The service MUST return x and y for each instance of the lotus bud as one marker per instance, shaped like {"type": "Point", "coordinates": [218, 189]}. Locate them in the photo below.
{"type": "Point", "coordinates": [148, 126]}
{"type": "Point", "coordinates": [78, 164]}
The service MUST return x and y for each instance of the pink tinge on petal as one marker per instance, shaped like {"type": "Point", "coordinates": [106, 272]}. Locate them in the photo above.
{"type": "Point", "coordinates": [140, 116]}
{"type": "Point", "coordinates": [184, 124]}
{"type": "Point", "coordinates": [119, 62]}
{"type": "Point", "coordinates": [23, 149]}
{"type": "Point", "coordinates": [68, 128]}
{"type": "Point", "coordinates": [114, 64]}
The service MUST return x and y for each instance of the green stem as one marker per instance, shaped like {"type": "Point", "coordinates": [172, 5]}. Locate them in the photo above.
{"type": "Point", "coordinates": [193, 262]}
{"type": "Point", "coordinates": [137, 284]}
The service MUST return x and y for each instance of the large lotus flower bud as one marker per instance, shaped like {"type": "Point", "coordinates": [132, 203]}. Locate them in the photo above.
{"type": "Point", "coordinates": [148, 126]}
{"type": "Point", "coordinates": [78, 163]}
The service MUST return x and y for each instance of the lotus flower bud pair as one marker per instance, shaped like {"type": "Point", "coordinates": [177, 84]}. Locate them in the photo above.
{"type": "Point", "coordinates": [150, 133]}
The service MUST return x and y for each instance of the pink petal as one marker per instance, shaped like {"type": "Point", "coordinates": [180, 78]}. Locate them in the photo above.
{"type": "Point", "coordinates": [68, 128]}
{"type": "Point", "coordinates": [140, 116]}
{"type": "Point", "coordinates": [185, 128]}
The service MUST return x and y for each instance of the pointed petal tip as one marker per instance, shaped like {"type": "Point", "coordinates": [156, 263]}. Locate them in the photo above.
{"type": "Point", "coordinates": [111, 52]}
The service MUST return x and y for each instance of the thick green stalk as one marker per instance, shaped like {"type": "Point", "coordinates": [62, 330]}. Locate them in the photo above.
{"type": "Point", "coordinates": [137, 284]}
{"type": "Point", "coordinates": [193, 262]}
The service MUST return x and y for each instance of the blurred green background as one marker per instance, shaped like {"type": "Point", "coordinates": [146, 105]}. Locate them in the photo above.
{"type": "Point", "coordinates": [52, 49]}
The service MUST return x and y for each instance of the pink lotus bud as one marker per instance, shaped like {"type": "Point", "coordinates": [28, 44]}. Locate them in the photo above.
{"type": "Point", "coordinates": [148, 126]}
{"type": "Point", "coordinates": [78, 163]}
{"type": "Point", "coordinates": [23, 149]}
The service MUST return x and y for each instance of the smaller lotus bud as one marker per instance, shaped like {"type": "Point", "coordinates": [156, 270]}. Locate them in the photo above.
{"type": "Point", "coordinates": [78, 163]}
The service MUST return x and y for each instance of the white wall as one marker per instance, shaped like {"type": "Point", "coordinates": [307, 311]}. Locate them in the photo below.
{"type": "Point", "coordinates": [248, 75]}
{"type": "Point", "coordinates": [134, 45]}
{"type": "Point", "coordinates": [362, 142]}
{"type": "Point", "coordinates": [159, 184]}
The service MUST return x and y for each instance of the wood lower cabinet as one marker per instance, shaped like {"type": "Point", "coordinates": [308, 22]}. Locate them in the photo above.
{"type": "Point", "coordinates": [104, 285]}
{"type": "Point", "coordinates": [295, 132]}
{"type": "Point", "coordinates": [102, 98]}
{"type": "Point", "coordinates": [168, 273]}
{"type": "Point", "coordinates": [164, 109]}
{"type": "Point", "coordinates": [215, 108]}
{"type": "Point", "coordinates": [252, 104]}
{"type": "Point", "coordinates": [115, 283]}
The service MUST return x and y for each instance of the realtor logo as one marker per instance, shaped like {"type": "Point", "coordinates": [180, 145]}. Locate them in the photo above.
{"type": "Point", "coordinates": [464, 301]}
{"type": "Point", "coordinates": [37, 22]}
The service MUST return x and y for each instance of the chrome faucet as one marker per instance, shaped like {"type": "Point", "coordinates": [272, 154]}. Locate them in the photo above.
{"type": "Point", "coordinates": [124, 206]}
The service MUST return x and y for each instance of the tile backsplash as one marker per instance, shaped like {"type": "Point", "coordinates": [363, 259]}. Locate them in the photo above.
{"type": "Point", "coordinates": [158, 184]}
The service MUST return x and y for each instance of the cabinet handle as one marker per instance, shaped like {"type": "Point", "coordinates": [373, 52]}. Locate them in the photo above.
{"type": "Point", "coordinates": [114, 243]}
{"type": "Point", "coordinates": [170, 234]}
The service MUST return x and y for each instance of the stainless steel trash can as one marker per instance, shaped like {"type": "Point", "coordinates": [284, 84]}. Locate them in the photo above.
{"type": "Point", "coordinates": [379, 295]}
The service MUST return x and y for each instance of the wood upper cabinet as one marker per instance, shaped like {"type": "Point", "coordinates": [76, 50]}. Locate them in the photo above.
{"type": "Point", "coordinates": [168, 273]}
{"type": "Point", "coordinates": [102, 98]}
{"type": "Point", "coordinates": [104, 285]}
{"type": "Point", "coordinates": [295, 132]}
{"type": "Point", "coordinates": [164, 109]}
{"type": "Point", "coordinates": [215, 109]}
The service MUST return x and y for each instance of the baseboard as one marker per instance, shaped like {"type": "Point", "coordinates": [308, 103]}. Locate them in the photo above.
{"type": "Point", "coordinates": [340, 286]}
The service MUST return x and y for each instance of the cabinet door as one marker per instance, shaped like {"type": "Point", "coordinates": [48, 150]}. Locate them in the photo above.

● **Exercise aim**:
Please pull every line from the listing above and reproduce each one word for word, without changes.

● **Result of this exercise**:
The service MUST return x and y for each instance of the lotus bud as one marker per instance, shaped like {"type": "Point", "coordinates": [218, 189]}. Locate them in the photo below.
{"type": "Point", "coordinates": [148, 126]}
{"type": "Point", "coordinates": [78, 164]}
The service MUST return x and y for each instance of the pink tinge on petal as one marker per instance, shaped like {"type": "Point", "coordinates": [106, 272]}. Locate them in the photo above.
{"type": "Point", "coordinates": [140, 116]}
{"type": "Point", "coordinates": [184, 124]}
{"type": "Point", "coordinates": [119, 62]}
{"type": "Point", "coordinates": [23, 149]}
{"type": "Point", "coordinates": [68, 128]}
{"type": "Point", "coordinates": [114, 64]}
The service MUST return x and y for each instance of the green stem as one marker per instance, shaped like {"type": "Point", "coordinates": [172, 5]}. Locate them in the photo above.
{"type": "Point", "coordinates": [193, 262]}
{"type": "Point", "coordinates": [137, 284]}
The service MUST return x and y for each instance of the large lotus flower bud as one marker per instance, shaped like {"type": "Point", "coordinates": [132, 203]}. Locate them in the photo above.
{"type": "Point", "coordinates": [148, 126]}
{"type": "Point", "coordinates": [78, 163]}
The service MUST return x and y for each instance of the lotus flower bud pair as one marker per instance, shaped like {"type": "Point", "coordinates": [177, 84]}. Locate them in the photo above.
{"type": "Point", "coordinates": [150, 133]}
The service MUST return x and y for each instance of the pink petal as one marker per instance, shaped like {"type": "Point", "coordinates": [180, 78]}. Locate them in the photo above.
{"type": "Point", "coordinates": [68, 128]}
{"type": "Point", "coordinates": [140, 116]}
{"type": "Point", "coordinates": [185, 128]}
The service MUST return x and y for each instance of the pointed petal tip as one marker per instance, shaped like {"type": "Point", "coordinates": [156, 263]}. Locate them in the photo above.
{"type": "Point", "coordinates": [111, 52]}
The service MUST return x and y for each instance of the thick green stalk as one marker per instance, shaped like {"type": "Point", "coordinates": [62, 330]}. Locate them in the photo above.
{"type": "Point", "coordinates": [137, 284]}
{"type": "Point", "coordinates": [193, 262]}
The service MUST return x and y for each instance of the blurred green background as one marker per instance, shaped like {"type": "Point", "coordinates": [146, 105]}. Locate them in the photo above.
{"type": "Point", "coordinates": [52, 49]}
The service MUST return x and y for each instance of the pink lotus bud as one marker per instance, shaped like {"type": "Point", "coordinates": [28, 44]}. Locate them in the photo above.
{"type": "Point", "coordinates": [148, 126]}
{"type": "Point", "coordinates": [78, 163]}
{"type": "Point", "coordinates": [23, 149]}
The service MUST return x and y for each instance of the smaller lotus bud as one marker per instance, shaped like {"type": "Point", "coordinates": [156, 270]}. Locate them in the photo above.
{"type": "Point", "coordinates": [78, 163]}
The service MUST return x and y for each instance of the white wall as one marker per instance, shaped like {"type": "Point", "coordinates": [307, 311]}. Locate them in the photo below.
{"type": "Point", "coordinates": [248, 75]}
{"type": "Point", "coordinates": [134, 45]}
{"type": "Point", "coordinates": [362, 142]}
{"type": "Point", "coordinates": [159, 184]}
The service MUST return x and y for each instance of the wood lower cabinet as one marker per instance, shaped like {"type": "Point", "coordinates": [308, 22]}. Locate them in the photo above.
{"type": "Point", "coordinates": [104, 285]}
{"type": "Point", "coordinates": [295, 132]}
{"type": "Point", "coordinates": [102, 98]}
{"type": "Point", "coordinates": [168, 273]}
{"type": "Point", "coordinates": [164, 109]}
{"type": "Point", "coordinates": [215, 108]}
{"type": "Point", "coordinates": [252, 104]}
{"type": "Point", "coordinates": [115, 283]}
The service MUST return x and y for each instance of the realtor logo as one marker per instance, shaped like {"type": "Point", "coordinates": [180, 145]}. Locate them in the photo above.
{"type": "Point", "coordinates": [464, 301]}
{"type": "Point", "coordinates": [37, 22]}
The service MUST return x and y for each instance of the chrome faucet as one marker per instance, shaped like {"type": "Point", "coordinates": [272, 154]}. Locate them in the photo above.
{"type": "Point", "coordinates": [124, 206]}
The service MUST return x and y for each instance of the tile backsplash as one marker per instance, shaped like {"type": "Point", "coordinates": [363, 259]}. Locate them in the photo above.
{"type": "Point", "coordinates": [158, 184]}
The service MUST return x and y for each instance of the cabinet handle as one marker per instance, shaped like {"type": "Point", "coordinates": [373, 52]}. Locate them in the photo above.
{"type": "Point", "coordinates": [114, 243]}
{"type": "Point", "coordinates": [170, 234]}
The service MUST return x and y for each instance of the stainless steel trash can as one marker per instance, shaped like {"type": "Point", "coordinates": [284, 84]}. Locate them in the photo above.
{"type": "Point", "coordinates": [379, 295]}
The service MUST return x and y for each instance of the wood upper cabinet as one marker per instance, shaped like {"type": "Point", "coordinates": [76, 50]}. Locate them in the photo above.
{"type": "Point", "coordinates": [168, 273]}
{"type": "Point", "coordinates": [102, 98]}
{"type": "Point", "coordinates": [104, 285]}
{"type": "Point", "coordinates": [295, 132]}
{"type": "Point", "coordinates": [164, 109]}
{"type": "Point", "coordinates": [215, 109]}
The service MUST return x and y for each instance of the baseboard as one marker per instance, shaped like {"type": "Point", "coordinates": [308, 103]}. Locate them in the photo above.
{"type": "Point", "coordinates": [340, 286]}
The service MUST return x and y for each instance of the cabinet door as one marker per instance, shaped like {"type": "Point", "coordinates": [48, 150]}. Locate them in the photo above.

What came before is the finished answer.